> PARTS OF THE EXERCISE
1 > According to the instructions in the Comparative Literature 30A midterm examination, about how long and how many words should each answer take to draft?
2 > Continue the Comparative Literature 30A midterm examination from the end of the last sentence shown.
** Opening SUPPLIED PASSAGE block **
Comparative Literature 30A

Take-Home Midterm Examination

July 8, 2003

Instructions: Please answer the following two questions in essay form, taking approximately 25 minutes or about 600-800 words at most to draft each answer. Each answer should address the question specifically, clearly, and briefly. Please type and proofread the answers. You may use your texts as you write, but please do not quote them extensively—your answer should be your thoughts about the texts, not reproductions of the texts themselves. Here are some hints on writing successful essay question answers, based on my long experience reading them:

Questions:

  1. All of the texts we have read so far either explicitly or implicitly address the issue of responsible leadership. Choose three of the texts we have read so far, and explain some of the principles of leadership they embody. Do these principles develop and change over time? How do they reflect the values and concerns of the societies from which they came?
  2. Following are four quotations from works we have read. Identify three out of four of them, explain their particular contexts, and examine how they represent similarities and variations in the relationship between literature and its audience among the various cultures that produced the works.

Quotation 1:

With "It is enough for me, it is too much for me!" I have given birth, oh exalted lady, to this song for you. That which I recited to you at midnight, may the singer repeat it to you at noon!
** Closing SUPPLIED PASSAGE block **
** Opening RECORDS PROVIDED block **
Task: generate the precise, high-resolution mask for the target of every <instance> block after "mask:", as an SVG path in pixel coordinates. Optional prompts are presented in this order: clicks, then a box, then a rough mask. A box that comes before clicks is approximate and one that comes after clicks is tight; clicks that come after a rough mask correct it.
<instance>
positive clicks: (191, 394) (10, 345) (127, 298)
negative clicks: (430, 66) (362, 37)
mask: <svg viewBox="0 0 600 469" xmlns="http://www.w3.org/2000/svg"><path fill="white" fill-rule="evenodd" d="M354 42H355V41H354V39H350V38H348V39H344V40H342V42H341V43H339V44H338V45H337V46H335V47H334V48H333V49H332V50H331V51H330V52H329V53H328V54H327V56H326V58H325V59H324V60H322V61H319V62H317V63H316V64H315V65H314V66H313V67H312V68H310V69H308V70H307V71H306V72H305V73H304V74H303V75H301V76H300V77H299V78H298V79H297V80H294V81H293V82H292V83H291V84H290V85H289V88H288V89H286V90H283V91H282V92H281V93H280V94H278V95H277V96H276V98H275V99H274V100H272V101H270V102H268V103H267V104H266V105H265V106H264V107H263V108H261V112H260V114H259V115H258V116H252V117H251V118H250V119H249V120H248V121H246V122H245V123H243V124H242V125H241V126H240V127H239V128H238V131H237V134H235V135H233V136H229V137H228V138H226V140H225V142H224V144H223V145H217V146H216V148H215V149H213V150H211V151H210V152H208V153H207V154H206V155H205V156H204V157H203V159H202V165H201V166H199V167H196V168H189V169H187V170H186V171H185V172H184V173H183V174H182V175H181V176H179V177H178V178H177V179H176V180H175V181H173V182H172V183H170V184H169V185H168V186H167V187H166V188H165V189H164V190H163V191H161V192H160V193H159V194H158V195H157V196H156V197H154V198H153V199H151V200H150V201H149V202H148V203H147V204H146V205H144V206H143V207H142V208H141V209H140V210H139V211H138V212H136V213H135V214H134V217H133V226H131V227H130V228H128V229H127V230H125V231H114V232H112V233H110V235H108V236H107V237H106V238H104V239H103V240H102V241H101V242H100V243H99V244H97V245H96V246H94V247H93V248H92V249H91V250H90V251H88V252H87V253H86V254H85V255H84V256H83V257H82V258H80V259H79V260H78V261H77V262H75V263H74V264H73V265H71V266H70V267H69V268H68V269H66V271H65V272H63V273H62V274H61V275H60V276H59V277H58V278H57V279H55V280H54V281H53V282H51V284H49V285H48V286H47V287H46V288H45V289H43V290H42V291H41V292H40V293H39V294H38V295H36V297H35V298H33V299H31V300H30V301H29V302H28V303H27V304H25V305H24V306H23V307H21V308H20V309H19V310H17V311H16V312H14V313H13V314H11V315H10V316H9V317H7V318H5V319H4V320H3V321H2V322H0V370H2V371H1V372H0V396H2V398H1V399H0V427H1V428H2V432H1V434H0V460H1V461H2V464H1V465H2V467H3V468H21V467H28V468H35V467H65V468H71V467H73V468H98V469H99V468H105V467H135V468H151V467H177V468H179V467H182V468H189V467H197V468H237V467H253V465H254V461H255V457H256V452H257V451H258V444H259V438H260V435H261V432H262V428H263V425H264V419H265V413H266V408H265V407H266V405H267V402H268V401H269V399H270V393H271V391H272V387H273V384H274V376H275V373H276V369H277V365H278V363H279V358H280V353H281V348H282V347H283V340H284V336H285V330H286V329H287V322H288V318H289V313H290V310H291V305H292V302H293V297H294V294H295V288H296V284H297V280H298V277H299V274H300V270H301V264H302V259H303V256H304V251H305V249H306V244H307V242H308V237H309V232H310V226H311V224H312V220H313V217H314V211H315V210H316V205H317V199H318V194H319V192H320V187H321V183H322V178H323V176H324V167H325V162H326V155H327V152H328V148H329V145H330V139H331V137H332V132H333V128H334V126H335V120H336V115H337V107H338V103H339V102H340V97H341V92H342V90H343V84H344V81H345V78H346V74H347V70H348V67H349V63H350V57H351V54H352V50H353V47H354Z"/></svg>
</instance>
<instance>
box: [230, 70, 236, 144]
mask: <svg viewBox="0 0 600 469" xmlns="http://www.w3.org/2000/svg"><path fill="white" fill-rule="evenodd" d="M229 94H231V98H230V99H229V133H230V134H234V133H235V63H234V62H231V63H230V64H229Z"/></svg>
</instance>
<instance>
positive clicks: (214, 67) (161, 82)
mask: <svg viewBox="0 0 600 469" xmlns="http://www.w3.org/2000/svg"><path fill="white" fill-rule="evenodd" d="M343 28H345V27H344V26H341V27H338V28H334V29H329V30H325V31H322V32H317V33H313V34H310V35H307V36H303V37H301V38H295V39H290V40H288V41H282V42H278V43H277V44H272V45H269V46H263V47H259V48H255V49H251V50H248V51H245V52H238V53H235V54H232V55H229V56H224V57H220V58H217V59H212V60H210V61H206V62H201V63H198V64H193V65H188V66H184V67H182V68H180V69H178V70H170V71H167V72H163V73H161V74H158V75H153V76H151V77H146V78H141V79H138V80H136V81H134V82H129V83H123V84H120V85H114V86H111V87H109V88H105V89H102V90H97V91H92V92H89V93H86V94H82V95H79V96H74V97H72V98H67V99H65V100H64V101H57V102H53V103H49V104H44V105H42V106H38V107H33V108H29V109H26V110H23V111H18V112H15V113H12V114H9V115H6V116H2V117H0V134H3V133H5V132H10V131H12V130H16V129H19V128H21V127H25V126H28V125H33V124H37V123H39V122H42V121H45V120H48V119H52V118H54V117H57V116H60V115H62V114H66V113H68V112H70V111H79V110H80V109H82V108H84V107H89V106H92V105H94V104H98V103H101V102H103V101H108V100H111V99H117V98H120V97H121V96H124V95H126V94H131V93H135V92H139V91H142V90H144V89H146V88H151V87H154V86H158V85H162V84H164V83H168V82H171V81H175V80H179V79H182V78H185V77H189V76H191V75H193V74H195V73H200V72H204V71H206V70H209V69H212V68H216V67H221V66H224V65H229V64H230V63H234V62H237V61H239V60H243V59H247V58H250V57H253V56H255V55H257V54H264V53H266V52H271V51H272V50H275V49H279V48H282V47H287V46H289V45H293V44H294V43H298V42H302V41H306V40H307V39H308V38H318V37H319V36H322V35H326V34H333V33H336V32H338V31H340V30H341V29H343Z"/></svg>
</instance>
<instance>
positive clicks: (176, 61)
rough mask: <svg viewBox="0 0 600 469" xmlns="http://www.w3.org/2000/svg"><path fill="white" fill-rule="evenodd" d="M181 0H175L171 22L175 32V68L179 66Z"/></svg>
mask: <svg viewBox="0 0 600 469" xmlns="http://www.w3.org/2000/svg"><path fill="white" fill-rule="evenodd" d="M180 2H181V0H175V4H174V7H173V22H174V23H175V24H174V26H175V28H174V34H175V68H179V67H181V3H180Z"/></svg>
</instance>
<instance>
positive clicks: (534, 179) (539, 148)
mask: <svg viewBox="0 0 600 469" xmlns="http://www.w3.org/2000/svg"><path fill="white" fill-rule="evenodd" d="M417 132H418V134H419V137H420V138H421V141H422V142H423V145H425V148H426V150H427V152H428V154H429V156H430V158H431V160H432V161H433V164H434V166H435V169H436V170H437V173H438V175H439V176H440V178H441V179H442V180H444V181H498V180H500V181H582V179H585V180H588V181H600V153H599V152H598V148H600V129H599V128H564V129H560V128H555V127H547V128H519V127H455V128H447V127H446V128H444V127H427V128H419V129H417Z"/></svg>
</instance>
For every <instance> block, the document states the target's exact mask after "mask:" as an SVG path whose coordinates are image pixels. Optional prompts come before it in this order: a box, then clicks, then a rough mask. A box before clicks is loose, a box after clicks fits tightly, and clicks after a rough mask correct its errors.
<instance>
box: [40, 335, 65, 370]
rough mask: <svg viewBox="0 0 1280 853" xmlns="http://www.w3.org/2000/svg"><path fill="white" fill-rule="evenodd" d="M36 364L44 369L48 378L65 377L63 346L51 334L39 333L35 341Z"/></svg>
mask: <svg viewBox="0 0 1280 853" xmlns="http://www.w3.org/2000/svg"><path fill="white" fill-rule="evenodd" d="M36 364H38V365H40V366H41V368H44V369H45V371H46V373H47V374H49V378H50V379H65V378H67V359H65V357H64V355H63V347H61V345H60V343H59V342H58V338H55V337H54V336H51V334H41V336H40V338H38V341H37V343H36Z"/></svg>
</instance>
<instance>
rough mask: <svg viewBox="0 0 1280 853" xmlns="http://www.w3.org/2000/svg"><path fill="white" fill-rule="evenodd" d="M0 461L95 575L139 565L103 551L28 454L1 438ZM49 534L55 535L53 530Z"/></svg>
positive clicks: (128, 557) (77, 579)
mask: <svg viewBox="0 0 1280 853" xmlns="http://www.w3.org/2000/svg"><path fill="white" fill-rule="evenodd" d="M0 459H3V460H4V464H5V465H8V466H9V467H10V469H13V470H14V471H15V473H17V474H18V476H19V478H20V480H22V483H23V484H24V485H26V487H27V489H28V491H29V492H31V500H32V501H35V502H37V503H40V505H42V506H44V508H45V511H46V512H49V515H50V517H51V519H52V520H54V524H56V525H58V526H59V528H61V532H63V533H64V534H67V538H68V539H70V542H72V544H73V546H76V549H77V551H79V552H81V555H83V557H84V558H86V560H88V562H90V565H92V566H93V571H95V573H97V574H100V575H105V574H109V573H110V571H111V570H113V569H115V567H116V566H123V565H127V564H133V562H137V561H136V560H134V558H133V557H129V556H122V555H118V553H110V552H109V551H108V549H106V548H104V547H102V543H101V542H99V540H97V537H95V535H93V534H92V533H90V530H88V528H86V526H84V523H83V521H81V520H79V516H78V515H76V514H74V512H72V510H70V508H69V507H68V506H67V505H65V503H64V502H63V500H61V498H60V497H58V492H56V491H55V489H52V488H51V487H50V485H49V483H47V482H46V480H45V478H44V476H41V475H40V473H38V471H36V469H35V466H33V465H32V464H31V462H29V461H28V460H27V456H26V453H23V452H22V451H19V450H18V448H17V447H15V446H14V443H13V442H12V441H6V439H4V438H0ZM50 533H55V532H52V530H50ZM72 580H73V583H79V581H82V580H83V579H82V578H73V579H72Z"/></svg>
** Closing RECORDS PROVIDED block **
> TASK-BY-TASK RESULTS
1 > About 25 minutes and about 600-800 words at most.

2 >
Quotation 2:

But the man skilled in all ways of contending,

satisfied by the great bow’s look and heft,

like a musician, like a harper, when

with quiet hand upon his instrument

he draws between his thumb and forefinger

a sweet new string upon a peg; so effortlessly

[he] in one motion strung the bow.

Quotation 3:

Your own hands have foiled you...

You have smashed the Stone Charms, you have thrown them into the channel,

The Stone Charms are smashed...

The Stone Charms are what carry me,

Lest I touch the waters of death.

In your fury, ... you have smashed them,

The Stone Charms, they are what I had with me to make the crossing!

Quotation 4:

No, it’s no disgrace for a man, even a wise man,

to learn many things and not to be too rigid.

You’ve seen trees by a raging winter torrent,

how many sway with the flood and salvage every twig,

but not the stubborn—they’ve ripped out, roots and all.

Bend or break. The same when a man is sailing:

haul your sheets too taut, never give an inch,

you’ll capsize, and go the rest of the voyage

keel up and the rowing-benches under.